**WHAT THE TASK ASKS**.
In the rows starting at "Please scan the image above for any window frame." and ending at "[[461, 0, 640, 317], [213, 46, 291, 199]]", swap "window frame" for "door frame" and leave everything else unchanged. Give back only those rows.

"""

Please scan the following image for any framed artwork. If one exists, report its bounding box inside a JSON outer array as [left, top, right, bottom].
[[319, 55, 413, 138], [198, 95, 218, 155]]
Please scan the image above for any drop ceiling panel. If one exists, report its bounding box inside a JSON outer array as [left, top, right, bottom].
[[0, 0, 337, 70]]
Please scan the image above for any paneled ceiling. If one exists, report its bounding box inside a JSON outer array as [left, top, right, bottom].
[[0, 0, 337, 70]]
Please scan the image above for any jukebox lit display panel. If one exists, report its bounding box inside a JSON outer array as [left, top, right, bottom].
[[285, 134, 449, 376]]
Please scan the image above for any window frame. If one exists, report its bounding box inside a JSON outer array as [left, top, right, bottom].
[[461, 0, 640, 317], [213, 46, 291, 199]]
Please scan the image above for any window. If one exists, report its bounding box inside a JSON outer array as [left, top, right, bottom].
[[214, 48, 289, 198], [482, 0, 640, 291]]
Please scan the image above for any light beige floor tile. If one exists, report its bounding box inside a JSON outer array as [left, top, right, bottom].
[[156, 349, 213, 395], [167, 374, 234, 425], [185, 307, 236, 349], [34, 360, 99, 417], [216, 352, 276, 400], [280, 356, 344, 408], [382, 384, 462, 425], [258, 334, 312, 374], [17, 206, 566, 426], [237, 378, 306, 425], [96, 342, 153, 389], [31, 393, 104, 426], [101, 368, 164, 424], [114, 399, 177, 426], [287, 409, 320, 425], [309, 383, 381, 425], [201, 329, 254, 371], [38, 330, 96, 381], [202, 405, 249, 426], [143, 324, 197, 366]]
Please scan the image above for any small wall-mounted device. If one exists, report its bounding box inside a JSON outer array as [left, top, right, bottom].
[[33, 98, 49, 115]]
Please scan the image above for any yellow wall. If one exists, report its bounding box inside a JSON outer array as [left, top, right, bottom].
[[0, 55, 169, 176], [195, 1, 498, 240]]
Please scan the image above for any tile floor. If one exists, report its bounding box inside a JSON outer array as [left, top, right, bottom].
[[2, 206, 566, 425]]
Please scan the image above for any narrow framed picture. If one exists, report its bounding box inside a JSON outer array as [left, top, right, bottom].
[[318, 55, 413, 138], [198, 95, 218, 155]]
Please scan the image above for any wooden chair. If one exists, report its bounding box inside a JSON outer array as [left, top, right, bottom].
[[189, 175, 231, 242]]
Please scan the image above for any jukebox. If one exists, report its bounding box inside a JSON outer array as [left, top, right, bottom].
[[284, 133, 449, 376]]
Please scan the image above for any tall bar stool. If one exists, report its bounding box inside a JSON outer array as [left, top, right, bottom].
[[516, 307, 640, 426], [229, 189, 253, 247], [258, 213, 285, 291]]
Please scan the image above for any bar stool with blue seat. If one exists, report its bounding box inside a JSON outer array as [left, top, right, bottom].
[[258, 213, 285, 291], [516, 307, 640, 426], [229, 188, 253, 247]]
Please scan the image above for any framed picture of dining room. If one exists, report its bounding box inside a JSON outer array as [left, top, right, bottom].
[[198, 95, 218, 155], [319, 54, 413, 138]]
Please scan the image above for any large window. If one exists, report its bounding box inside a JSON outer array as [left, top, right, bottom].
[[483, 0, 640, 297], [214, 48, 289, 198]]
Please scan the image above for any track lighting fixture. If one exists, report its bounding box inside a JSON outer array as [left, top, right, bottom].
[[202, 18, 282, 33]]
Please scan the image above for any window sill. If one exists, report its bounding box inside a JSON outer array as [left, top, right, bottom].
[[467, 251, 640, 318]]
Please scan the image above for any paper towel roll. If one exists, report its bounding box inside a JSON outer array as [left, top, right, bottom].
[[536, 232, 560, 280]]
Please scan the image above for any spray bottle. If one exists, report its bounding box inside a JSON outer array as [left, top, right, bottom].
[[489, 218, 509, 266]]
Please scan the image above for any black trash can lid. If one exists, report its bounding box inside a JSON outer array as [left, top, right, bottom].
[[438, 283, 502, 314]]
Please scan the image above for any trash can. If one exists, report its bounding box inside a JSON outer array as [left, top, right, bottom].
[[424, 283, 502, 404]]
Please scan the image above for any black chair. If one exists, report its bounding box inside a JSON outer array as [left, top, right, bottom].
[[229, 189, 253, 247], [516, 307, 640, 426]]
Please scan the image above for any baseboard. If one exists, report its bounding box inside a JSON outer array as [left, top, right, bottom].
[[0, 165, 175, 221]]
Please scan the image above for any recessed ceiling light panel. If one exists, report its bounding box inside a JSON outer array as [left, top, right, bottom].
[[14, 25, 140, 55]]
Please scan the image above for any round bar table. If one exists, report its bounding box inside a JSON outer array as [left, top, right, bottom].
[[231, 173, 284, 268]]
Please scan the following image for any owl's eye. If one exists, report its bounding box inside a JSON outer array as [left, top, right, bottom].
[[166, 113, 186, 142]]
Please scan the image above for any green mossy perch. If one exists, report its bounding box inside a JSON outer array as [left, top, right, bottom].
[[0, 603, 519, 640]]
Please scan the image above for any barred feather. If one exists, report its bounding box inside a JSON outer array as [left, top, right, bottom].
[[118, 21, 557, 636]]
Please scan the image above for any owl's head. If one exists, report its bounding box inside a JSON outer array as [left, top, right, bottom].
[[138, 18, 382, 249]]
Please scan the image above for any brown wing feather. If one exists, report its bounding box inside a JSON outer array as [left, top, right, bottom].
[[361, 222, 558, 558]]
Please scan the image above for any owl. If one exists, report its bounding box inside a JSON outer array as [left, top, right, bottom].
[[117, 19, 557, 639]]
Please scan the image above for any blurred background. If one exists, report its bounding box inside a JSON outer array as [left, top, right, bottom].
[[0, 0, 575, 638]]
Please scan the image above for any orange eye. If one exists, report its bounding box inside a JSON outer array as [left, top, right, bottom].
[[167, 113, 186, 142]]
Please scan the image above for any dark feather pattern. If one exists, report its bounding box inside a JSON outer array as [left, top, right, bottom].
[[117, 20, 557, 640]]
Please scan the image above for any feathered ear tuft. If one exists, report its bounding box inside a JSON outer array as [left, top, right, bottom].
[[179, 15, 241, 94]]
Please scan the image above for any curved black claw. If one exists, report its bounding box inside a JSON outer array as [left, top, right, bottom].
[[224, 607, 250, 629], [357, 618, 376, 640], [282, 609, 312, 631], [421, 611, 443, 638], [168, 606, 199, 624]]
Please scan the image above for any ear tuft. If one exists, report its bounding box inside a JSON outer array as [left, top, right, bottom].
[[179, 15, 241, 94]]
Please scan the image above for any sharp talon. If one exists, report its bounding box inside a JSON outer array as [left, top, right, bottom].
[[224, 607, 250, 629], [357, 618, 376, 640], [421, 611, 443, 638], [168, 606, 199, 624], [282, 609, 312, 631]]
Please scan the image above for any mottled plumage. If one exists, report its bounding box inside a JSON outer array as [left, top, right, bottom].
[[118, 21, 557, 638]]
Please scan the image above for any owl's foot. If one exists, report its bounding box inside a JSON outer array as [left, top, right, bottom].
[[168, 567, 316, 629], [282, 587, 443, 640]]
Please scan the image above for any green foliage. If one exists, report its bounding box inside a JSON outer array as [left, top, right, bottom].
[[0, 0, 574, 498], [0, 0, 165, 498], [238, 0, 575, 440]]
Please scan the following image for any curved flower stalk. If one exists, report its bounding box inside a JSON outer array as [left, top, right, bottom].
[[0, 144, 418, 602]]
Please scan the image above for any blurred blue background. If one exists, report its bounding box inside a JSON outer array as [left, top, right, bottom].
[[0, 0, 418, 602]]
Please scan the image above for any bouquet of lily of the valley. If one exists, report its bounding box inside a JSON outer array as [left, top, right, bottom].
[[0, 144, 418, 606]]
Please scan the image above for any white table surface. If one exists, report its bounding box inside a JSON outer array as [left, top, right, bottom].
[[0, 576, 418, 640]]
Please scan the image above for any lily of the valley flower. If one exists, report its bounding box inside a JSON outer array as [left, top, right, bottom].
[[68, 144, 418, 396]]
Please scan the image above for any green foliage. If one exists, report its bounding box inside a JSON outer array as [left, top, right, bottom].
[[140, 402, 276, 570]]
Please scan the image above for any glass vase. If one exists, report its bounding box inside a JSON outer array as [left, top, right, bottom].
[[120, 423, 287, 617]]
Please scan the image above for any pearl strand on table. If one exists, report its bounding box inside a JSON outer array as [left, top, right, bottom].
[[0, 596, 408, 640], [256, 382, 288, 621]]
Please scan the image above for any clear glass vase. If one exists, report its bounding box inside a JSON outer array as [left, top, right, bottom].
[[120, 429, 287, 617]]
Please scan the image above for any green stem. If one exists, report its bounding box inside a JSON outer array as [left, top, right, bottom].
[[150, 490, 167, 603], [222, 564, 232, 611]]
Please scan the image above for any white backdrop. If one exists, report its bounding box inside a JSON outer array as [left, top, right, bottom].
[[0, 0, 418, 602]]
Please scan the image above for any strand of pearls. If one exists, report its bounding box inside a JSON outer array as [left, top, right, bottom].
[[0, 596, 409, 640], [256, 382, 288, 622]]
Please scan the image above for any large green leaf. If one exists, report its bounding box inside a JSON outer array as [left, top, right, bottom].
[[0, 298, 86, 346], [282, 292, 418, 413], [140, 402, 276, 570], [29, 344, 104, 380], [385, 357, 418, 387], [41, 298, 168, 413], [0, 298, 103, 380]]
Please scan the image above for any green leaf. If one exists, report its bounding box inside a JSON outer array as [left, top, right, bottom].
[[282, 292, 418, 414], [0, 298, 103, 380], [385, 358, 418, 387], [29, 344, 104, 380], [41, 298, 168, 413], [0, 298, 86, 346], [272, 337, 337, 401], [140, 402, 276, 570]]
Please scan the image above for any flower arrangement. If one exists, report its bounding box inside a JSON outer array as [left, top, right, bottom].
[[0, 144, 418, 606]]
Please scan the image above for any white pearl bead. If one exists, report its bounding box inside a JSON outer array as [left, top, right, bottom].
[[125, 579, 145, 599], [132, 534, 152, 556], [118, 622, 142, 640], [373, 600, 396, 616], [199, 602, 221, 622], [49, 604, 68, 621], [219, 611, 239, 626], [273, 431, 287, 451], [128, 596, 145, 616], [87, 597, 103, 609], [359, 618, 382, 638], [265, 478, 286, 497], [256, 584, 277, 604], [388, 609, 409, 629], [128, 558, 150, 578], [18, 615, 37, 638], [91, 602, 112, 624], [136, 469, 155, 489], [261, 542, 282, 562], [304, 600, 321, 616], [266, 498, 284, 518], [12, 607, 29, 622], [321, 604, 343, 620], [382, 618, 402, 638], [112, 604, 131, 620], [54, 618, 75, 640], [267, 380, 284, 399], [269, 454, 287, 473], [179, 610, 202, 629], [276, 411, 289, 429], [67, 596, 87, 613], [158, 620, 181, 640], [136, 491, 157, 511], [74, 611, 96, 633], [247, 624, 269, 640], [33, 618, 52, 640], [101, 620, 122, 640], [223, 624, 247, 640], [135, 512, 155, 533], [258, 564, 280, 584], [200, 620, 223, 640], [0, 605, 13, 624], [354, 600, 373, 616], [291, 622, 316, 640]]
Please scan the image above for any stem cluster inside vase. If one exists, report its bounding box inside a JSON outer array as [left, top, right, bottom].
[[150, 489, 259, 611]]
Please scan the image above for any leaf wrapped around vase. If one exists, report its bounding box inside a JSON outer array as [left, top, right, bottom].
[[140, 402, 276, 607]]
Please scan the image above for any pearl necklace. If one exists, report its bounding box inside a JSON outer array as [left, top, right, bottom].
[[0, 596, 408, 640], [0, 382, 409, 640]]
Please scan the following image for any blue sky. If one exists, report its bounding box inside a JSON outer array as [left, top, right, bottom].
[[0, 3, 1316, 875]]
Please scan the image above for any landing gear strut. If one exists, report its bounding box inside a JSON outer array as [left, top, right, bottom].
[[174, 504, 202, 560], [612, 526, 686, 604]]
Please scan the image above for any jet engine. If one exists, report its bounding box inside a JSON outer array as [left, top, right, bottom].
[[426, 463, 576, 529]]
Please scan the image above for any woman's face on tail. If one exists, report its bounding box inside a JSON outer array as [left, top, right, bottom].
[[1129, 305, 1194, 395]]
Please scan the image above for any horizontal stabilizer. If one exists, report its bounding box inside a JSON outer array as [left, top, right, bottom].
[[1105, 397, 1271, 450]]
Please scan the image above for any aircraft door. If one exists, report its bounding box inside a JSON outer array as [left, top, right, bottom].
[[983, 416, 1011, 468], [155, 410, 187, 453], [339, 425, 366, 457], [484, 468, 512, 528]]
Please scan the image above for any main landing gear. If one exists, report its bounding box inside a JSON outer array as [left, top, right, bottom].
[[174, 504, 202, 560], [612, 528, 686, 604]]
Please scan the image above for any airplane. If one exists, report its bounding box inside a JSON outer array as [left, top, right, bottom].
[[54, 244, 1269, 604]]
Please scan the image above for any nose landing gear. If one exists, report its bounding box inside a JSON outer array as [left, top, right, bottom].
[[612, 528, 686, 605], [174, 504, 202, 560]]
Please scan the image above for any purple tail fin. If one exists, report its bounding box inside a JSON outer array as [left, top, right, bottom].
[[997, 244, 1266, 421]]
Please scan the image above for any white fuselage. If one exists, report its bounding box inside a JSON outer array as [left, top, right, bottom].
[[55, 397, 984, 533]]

"""

**EXERCISE RESULT**.
Please scan the image above for any door frame. If one exists, report its bounding box inside a JSON outer array as [left, top, right, bottom].
[[461, 0, 640, 317], [213, 46, 291, 199]]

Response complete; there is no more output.